_Extract to read_
************
Not that I ever wanted to do it  -  (I did,
within  a few years, end up as a Monday
to Friday nine-to-fiver for a long time).
I hated work. I had a friend once whose
mission it was was to go through life
and not work. He detested it worse
than I did. It wasn't the work that I
disliked, it was all the stuff you had
to do along the way  -  all that talking
and bonding and pretending to care
and pretending to wish to advance. It
was all a crock, and whoever invented
that treadmill, and money too, I hope
they got shot dead real soon after. In
my way, I made it work, doing what 
I had to and keeping ahead of the 
boulder always ready to run me over
from behind. Some of the work I
got involved with was real dog-ass 
stupid stuff. Business printing and
deadline stuff, running back and
forth with things I had to get or 
bring or do to people I know 
admit to really detesting. I honestly
don't know how I did it; it was
painful for me, and quite dishonest 
too. It doesn't come until later in
life that you can tell other to go
schuck it and get lost.
-
Dancing and singing, if it occurs,
is supposed to come from within  -
singing joyfully maybe to oneself
about the sense of one's worth and
happiness. It requires no  concern
for others. Work is just the opposite
of that  -  singing and dancing FOR
others, in duress, as a form of wage
slavery. Valuing oneself with no
comparison to others, for the simple
sake of living freely, now becomes the
drudgery of doing what's told to you,
following order and routine and, lastly,
pretending. Singing and dancing FOR
others, and against your own better 
judgment. We find ourselves miserable
in ruthless competition, with contempt
and inequality of situations killing us.
Once I began writing, I became quite
conservative in my ways, for the love
of the familiar ordinariness of civilized
life and the hope of enjoying it longer.
-
I ended up figuring that if the world is
really in all the trouble it's said to be in,
with warming and pollution and poisons 
and toxins, we should all be allowed to
voluntarily do our part by being paid to
not work, somehow. To NOT be adding
to the general over-production mess.
************
_Study material_
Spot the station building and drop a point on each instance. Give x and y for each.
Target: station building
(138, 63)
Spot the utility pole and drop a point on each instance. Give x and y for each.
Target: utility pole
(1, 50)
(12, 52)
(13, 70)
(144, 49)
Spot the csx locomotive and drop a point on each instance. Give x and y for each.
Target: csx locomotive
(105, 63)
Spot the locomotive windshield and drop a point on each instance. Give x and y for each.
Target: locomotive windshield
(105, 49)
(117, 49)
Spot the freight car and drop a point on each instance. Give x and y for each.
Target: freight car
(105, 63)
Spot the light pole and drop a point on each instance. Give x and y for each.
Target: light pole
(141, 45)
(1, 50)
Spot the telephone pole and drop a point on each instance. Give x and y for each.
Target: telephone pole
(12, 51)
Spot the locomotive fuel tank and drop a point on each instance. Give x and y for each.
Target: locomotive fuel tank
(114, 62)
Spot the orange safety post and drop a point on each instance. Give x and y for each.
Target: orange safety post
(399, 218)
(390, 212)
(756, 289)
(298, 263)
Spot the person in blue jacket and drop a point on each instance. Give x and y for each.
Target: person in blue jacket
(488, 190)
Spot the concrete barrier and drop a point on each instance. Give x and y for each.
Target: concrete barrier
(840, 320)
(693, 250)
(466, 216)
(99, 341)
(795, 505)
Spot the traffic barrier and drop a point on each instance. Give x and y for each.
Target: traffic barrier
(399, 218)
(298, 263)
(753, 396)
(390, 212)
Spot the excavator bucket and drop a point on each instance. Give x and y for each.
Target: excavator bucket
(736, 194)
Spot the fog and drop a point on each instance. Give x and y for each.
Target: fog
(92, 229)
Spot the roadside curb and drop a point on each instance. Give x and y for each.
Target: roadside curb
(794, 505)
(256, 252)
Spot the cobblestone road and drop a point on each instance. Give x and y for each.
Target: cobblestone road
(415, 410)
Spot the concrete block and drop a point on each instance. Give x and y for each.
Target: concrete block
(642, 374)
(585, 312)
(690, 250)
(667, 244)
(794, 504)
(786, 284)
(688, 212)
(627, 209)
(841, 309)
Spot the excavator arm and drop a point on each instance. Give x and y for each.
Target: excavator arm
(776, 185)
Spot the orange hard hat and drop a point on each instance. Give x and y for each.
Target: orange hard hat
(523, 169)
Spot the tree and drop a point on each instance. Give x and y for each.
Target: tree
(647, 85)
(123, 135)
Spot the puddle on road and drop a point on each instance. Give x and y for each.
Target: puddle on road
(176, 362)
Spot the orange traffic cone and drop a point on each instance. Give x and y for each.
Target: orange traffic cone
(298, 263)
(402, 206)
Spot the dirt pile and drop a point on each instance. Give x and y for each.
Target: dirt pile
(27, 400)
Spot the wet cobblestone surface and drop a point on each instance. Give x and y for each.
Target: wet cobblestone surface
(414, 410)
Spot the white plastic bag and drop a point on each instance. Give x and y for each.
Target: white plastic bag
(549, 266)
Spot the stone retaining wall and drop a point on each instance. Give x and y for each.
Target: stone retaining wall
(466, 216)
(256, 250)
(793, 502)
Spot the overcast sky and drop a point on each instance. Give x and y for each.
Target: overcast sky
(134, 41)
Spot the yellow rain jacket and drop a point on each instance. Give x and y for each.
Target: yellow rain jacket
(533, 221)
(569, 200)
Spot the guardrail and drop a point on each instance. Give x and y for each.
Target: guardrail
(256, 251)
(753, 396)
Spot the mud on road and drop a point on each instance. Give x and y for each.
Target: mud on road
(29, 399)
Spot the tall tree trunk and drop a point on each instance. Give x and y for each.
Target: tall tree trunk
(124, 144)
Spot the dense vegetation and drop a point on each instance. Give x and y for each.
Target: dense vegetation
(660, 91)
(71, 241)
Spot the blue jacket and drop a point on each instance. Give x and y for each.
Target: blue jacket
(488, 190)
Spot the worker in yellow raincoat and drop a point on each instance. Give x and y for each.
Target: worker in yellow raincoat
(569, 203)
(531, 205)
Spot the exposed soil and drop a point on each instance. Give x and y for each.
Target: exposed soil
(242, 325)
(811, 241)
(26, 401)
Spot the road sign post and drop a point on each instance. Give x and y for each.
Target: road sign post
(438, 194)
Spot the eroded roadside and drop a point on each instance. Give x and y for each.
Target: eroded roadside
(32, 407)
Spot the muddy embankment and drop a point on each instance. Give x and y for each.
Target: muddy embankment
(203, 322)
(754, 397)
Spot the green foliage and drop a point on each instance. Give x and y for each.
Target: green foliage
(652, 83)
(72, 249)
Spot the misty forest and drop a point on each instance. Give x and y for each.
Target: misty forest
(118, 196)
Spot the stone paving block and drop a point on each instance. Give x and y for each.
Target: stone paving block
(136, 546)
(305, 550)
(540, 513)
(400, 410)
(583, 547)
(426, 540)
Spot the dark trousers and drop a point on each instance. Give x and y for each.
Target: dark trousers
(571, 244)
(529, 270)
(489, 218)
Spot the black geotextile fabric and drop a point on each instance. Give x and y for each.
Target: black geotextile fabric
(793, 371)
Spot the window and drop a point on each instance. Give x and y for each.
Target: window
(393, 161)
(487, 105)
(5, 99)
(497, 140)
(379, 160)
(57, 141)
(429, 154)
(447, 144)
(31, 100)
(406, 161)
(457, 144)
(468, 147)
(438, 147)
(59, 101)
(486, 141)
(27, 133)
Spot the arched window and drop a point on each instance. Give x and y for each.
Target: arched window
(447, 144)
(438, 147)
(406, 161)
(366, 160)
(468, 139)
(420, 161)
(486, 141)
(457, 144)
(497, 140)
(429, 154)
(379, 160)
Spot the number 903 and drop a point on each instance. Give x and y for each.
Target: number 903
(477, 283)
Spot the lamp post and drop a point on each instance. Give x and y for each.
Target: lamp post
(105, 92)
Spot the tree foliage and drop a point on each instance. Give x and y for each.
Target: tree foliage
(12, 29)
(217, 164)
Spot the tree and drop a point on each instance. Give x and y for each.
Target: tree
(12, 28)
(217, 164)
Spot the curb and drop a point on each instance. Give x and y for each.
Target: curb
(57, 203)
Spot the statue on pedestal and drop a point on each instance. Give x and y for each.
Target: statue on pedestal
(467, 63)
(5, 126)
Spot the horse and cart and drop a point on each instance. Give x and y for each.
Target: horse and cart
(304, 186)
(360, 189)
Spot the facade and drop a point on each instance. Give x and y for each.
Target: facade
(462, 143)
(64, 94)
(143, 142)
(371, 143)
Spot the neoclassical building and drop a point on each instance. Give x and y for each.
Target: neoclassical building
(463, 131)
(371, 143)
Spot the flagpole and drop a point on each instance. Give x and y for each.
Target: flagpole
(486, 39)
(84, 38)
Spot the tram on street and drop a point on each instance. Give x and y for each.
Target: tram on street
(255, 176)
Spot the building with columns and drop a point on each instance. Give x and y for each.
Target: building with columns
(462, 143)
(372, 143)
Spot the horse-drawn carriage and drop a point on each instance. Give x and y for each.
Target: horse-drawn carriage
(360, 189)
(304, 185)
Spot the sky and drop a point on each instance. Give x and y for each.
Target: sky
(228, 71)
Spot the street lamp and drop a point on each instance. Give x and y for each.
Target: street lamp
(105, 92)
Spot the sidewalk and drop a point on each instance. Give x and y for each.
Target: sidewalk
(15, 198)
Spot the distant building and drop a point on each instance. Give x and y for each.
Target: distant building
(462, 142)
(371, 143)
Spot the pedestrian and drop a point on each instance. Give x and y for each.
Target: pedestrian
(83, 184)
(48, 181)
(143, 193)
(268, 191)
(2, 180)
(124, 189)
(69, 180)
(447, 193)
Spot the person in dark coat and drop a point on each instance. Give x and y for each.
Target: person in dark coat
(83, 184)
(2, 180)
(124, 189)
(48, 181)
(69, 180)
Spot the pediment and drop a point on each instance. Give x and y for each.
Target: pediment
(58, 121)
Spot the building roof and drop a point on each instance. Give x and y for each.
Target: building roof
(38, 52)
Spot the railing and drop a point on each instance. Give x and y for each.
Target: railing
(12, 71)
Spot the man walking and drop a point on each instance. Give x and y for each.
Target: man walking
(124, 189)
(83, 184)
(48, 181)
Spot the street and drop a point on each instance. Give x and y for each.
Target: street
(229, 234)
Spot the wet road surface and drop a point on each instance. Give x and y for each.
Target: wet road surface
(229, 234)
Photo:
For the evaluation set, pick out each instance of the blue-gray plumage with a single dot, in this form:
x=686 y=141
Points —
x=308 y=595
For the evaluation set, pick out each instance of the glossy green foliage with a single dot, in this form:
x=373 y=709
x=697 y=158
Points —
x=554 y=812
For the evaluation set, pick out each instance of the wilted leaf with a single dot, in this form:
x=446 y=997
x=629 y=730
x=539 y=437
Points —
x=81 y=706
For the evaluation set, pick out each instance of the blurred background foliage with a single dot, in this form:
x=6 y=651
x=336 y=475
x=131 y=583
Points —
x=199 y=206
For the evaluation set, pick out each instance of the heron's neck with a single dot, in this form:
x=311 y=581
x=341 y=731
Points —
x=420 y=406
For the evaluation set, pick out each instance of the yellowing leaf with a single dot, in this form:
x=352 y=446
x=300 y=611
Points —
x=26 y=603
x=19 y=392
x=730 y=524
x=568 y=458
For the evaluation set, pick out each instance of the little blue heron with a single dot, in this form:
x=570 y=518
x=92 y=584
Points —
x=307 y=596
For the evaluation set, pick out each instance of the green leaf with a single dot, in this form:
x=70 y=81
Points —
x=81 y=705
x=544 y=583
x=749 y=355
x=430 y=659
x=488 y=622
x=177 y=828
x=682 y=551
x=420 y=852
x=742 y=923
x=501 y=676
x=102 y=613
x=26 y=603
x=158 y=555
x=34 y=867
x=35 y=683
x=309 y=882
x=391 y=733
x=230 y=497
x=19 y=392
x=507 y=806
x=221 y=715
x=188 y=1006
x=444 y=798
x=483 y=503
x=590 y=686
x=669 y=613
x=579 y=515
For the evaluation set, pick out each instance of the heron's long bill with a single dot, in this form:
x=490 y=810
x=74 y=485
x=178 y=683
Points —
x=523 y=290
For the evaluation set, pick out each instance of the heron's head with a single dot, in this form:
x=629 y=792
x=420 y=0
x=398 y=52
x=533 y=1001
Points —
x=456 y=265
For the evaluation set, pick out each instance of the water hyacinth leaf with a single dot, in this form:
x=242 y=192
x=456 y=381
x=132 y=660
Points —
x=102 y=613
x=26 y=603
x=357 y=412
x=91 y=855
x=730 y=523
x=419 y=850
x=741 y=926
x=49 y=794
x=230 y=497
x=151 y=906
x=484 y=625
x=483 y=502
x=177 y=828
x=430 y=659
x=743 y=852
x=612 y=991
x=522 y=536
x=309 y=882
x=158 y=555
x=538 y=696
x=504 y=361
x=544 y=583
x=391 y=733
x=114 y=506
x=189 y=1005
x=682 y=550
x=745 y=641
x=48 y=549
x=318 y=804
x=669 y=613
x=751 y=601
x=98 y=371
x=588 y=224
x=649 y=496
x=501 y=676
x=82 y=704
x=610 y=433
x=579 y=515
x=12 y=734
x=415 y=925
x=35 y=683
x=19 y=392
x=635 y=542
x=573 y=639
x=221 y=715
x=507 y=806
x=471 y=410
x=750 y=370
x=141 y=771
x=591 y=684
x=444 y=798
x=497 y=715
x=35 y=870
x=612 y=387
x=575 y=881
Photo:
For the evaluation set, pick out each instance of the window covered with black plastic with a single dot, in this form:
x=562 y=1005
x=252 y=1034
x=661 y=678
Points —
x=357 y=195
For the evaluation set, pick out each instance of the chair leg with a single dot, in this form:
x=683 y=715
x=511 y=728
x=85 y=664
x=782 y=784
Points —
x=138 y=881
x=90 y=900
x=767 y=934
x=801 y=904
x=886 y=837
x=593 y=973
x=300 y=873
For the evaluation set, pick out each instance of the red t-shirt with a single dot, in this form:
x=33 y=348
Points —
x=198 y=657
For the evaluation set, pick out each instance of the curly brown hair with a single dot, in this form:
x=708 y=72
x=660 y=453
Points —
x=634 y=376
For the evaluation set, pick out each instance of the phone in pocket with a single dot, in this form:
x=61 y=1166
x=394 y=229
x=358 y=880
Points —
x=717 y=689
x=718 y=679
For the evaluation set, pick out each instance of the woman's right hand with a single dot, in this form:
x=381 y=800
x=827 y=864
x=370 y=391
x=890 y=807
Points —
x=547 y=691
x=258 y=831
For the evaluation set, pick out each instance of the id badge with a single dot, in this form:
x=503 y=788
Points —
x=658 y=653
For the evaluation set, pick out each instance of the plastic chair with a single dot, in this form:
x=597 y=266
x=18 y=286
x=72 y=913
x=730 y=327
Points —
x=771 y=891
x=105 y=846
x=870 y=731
************
_Questions to answer_
**1)** Copy the passage about work word for word, from "Once I began" to "general over-production mess.".
**2)** Answer these questions about the passage on work:
(a) What was the mission of the friend the writer mentions?
(b) Where is dancing and singing supposed to come from?
(c) What did the writer become once the writing began?
**3)** For each statement, say whether it agrees with the passage about work. Answer yes or no, and quote the words that decide it.
(a) The writer says it was the work itself that was disliked.
(b) The passage describes work as singing and dancing for others.
(c) The writer suggests that people should be paid to not work.

_Problem solutions_
**1)**
Once I began writing, I became quite
conservative in my ways, for the love
of the familiar ordinariness of civilized
life and the hope of enjoying it longer.
-
I ended up figuring that if the world is
really in all the trouble it's said to be in,
with warming and pollution and poisons 
and toxins, we should all be allowed to
voluntarily do our part by being paid to
not work, somehow. To NOT be adding
to the general over-production mess.

**2)**
(a) To go through life and not work.
(b) From within.
(c) Quite conservative in manner, for the love of the familiar ordinariness of civilized life and the hope of enjoying it longer.

**3)**
(a) No: "It wasn't the work that I disliked, it was all the stuff you had to do along the way"
(b) Yes: "singing and dancing FOR others, in duress, as a form of wage slavery"
(c) Yes: "we should all be allowed to voluntarily do our part by being paid to not work, somehow"